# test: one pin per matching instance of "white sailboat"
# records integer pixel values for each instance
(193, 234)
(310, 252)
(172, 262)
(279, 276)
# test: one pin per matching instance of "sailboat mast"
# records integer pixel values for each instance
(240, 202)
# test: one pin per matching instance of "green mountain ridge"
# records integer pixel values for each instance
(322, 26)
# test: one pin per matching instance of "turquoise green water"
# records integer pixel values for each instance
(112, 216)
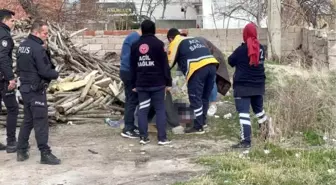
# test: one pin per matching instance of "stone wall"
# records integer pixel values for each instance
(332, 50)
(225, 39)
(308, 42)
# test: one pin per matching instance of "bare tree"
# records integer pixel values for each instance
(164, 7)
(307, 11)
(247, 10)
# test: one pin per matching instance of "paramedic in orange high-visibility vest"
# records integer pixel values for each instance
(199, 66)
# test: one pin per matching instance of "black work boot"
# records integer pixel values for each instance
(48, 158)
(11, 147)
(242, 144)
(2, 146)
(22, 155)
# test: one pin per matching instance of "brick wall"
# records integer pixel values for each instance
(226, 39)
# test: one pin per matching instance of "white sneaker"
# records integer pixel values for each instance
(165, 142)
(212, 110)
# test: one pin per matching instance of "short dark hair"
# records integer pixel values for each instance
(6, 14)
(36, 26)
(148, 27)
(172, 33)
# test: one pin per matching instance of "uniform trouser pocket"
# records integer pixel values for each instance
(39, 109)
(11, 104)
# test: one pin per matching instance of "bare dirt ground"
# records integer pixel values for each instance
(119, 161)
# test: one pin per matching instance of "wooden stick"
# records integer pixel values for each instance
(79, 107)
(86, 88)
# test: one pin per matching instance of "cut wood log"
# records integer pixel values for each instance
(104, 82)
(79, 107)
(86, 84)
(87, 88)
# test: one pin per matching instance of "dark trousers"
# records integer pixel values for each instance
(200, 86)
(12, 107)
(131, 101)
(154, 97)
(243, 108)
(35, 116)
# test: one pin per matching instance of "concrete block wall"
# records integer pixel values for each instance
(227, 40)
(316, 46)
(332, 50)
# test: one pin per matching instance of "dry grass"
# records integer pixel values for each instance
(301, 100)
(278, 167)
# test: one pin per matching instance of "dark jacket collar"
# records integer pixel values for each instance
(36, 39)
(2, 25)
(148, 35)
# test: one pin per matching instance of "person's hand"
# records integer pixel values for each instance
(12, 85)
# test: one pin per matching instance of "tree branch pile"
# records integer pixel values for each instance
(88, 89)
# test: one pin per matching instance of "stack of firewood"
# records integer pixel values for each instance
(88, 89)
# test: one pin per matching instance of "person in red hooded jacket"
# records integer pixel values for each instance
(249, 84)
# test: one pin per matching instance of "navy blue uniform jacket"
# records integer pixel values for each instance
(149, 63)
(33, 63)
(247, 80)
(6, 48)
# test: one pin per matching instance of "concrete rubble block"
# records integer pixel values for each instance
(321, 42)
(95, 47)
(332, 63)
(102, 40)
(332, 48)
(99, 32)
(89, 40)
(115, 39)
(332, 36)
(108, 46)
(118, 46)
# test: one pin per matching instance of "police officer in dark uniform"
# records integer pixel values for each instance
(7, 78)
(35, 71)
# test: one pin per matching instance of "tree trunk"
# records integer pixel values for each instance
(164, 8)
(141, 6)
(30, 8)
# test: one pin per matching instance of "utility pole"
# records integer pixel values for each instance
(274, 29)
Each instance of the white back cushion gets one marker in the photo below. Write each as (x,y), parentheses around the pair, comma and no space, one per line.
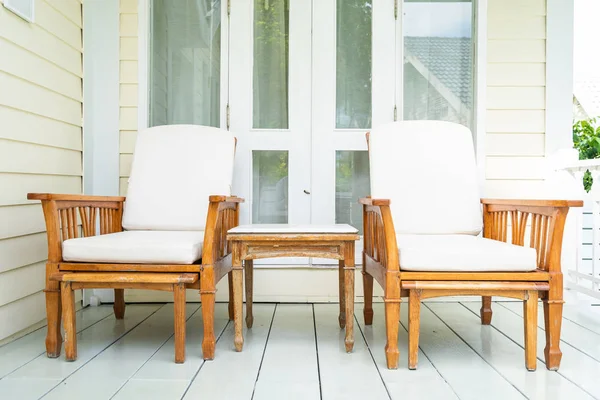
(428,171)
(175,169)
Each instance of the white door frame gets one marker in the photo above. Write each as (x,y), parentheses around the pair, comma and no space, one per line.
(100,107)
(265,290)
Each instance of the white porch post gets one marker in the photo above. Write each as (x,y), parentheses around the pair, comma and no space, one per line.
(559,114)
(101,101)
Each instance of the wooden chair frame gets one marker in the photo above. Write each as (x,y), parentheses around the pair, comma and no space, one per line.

▬▬▬▬▬▬▬▬▬▬

EXERCISE DETAILS » Copy word for word every line from the one containing "Each instance of the white back" through the end of the records, leaving out the pictures.

FINISHED TASK »
Each instance of the white back cushion gets one marker in the photo below. Write each as (x,y), parentheses around the pair, comma and no space, one per line.
(428,171)
(175,169)
Each instance of the white door frame gets one marker in the photo above. Write each as (x,y), parentheses around the pair, comma and no space, one per line.
(100,107)
(265,290)
Each instance of the white porch post gets one marker in the photo above. Write each as (x,y), parentheses around the pair, comma and no space, one per line.
(559,114)
(101,101)
Each instance of the wooden chair frame gets one marker in the photo above. Write each as (x,y), parentheses around the pair, comma and no space, one per line.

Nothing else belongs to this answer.